▶ **Set task**: Copy verbatim the material from the line containing "Detect the red panic" through the line containing "top-left (0, 0), bottom-right (1270, 948)", including both of those lines.
____________
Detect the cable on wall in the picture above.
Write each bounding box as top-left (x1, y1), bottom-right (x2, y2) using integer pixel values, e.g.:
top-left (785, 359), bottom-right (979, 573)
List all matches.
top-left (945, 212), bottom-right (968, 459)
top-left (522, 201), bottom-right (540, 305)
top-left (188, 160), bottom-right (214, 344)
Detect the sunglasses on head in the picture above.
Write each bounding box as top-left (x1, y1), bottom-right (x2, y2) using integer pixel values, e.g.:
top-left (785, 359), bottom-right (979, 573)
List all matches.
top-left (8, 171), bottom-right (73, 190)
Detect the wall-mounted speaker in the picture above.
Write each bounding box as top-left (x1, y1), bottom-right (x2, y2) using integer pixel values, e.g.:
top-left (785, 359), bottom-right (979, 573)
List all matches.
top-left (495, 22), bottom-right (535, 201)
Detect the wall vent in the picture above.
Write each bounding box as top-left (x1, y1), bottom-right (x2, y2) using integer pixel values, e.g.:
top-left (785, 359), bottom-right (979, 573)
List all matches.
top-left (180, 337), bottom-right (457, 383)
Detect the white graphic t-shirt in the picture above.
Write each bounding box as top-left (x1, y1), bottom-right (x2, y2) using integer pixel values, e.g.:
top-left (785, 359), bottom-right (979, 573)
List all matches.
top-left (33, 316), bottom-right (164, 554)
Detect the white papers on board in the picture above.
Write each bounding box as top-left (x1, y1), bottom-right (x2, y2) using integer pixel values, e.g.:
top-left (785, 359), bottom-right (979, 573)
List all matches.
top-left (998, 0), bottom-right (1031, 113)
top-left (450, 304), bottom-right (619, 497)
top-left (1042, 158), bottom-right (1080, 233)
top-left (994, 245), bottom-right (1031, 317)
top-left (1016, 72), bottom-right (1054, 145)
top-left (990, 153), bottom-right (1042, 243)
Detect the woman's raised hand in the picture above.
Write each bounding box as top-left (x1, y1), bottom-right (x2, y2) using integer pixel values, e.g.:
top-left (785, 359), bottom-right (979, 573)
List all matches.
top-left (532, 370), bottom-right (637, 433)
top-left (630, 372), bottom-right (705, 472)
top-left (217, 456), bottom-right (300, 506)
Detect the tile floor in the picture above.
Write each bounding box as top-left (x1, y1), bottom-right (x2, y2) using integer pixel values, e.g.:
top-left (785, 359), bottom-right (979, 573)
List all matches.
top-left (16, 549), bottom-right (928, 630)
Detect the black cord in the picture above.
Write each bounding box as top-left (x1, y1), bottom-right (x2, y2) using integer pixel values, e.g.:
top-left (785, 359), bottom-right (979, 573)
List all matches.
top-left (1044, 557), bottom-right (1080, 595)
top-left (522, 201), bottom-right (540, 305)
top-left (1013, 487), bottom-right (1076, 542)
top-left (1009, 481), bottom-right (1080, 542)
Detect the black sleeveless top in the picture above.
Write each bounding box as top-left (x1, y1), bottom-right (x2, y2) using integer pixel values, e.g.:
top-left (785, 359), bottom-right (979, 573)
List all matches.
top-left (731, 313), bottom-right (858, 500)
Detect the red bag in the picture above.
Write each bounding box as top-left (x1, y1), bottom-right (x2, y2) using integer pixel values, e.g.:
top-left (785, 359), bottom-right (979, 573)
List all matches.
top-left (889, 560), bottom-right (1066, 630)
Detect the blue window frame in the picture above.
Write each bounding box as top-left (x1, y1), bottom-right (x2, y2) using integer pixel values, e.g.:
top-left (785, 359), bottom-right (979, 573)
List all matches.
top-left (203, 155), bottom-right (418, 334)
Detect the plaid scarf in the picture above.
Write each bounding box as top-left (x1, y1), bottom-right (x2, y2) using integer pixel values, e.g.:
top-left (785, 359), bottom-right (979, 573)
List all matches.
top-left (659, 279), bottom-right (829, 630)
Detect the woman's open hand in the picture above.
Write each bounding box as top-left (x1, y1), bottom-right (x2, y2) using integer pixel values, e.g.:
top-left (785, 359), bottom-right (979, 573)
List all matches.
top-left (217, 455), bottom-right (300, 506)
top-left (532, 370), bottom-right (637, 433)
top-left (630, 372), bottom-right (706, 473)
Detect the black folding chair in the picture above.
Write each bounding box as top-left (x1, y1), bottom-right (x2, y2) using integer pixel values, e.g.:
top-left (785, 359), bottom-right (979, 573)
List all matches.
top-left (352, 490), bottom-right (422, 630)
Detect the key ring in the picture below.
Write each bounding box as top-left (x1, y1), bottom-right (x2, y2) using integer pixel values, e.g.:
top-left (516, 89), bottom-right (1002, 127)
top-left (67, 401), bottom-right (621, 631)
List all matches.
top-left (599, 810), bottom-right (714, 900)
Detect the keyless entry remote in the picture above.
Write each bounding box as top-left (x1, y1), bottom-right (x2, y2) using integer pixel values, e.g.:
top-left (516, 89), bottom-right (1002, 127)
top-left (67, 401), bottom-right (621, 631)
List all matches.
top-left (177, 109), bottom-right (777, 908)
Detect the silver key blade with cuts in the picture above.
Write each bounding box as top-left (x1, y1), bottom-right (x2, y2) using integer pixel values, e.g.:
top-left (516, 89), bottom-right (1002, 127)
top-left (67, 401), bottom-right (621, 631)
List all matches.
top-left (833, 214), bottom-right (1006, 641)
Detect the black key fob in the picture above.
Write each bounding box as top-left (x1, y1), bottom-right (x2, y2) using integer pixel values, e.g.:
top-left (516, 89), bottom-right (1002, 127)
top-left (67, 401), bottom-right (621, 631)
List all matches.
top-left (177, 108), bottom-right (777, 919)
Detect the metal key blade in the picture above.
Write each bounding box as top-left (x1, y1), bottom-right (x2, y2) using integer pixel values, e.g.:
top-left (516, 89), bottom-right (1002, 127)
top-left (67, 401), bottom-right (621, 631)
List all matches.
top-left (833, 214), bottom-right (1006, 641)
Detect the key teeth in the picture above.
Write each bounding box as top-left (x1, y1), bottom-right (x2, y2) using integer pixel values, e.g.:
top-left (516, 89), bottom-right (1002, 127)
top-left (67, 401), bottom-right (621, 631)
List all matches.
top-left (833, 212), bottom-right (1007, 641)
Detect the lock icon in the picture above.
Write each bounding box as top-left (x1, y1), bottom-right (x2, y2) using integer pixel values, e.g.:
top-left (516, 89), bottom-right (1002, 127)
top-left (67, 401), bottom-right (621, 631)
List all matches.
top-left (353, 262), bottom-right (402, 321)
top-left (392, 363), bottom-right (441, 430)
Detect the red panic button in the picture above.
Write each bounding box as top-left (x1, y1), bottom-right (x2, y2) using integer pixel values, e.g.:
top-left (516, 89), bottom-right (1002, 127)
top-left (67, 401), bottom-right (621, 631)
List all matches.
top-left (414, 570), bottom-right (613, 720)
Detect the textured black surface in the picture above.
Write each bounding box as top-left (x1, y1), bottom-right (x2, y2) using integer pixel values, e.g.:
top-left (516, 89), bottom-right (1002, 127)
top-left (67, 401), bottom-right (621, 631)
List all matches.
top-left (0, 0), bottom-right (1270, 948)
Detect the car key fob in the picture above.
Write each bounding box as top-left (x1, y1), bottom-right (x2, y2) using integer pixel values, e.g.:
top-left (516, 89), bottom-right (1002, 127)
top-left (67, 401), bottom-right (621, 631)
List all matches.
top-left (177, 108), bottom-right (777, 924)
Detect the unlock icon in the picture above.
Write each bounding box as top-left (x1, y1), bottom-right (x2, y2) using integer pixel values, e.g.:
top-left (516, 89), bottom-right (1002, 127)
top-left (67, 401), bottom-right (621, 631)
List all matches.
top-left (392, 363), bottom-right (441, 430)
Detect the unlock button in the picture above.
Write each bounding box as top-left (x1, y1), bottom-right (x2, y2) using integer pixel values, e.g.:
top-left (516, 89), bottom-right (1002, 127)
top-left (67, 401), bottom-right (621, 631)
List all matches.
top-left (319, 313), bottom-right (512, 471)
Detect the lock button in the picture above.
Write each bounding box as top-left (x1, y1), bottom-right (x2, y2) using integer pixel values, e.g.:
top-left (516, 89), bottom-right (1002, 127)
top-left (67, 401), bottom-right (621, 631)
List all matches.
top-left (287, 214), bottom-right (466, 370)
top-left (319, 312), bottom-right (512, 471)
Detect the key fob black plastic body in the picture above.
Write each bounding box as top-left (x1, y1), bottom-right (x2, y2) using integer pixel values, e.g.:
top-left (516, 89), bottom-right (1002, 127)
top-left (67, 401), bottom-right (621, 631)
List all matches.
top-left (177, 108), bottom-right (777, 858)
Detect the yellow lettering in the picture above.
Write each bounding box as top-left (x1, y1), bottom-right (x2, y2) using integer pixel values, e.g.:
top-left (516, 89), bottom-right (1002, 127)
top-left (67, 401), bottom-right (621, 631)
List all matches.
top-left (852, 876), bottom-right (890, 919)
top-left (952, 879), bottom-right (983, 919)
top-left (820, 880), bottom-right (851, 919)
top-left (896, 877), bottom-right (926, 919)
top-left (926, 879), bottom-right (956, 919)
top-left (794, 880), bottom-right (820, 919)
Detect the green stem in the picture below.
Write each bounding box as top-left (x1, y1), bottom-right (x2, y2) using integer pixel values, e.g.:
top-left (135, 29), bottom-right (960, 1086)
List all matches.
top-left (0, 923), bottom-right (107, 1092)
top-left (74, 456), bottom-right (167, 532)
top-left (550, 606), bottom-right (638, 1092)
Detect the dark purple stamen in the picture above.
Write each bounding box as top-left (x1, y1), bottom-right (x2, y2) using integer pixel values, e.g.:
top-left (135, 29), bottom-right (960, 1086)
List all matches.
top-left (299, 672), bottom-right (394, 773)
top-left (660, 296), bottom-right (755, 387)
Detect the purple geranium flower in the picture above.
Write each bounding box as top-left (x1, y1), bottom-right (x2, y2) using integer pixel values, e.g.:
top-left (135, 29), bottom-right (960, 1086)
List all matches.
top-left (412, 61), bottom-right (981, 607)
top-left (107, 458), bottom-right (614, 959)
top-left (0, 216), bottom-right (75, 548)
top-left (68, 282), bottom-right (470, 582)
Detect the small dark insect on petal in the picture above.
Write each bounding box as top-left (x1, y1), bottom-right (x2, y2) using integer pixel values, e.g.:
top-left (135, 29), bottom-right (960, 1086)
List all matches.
____________
▶ **In response**:
Detect the red panic button in the picture above.
Write each bounding box as top-left (x1, y1), bottom-right (x2, y2) using integer pixel values, e.g.:
top-left (516, 89), bottom-right (1002, 127)
top-left (67, 401), bottom-right (621, 631)
List all matches.
top-left (414, 570), bottom-right (613, 720)
Detect the textured black surface in the picture above.
Write each bounding box as top-left (x1, y1), bottom-right (x2, y2) using integer pixel values, e.g.:
top-left (516, 89), bottom-right (1002, 127)
top-left (67, 401), bottom-right (621, 631)
List all matches.
top-left (0, 0), bottom-right (1270, 948)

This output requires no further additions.